• **Requirement**: The expected output is exactly the lines below, starting at the line with "red tile roof" and ending at the line with "shadow on grass", both included; no other line belongs in it.

(Referring expression data)
——

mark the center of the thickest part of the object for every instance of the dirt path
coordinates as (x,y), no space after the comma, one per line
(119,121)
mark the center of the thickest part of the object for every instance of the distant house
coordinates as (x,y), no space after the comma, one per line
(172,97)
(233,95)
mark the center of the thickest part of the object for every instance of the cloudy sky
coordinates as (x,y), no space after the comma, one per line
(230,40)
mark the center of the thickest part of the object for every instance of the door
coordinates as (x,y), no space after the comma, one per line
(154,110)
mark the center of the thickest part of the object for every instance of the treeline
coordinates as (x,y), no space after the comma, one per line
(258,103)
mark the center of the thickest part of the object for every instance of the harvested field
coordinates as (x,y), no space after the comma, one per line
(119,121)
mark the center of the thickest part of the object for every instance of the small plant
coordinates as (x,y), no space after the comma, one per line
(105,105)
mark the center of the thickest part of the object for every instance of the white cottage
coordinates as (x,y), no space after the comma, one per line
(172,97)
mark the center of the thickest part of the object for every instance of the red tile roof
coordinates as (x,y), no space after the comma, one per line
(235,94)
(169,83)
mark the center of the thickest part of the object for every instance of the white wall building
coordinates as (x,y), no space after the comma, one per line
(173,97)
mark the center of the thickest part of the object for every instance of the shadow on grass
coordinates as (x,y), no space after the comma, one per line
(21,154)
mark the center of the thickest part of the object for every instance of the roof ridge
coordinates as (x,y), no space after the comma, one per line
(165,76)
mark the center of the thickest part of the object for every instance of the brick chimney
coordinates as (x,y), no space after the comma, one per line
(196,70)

——

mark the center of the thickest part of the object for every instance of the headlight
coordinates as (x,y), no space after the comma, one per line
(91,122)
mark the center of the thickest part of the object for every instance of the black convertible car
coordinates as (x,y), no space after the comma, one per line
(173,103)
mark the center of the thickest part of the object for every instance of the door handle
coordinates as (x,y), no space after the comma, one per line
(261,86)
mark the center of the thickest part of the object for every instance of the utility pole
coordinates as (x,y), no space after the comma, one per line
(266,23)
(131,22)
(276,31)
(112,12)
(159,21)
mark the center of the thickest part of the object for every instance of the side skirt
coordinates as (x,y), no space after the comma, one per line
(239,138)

——

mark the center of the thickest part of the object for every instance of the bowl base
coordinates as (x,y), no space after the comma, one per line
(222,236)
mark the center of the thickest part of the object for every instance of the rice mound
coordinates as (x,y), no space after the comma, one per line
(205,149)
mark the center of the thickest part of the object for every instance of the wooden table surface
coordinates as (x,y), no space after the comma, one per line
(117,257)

——

• **Output of the task**:
mark the center of the thickest part of the object for every instance of the red tile roof
coordinates as (x,y), no space after the comma, one per line
(235,94)
(169,83)
mark the center of the thickest part of the object for every instance of the white wall building
coordinates as (x,y), no space after the comma, one per line
(173,97)
mark the center of the thickest part of the object for every instance of the shadow on grass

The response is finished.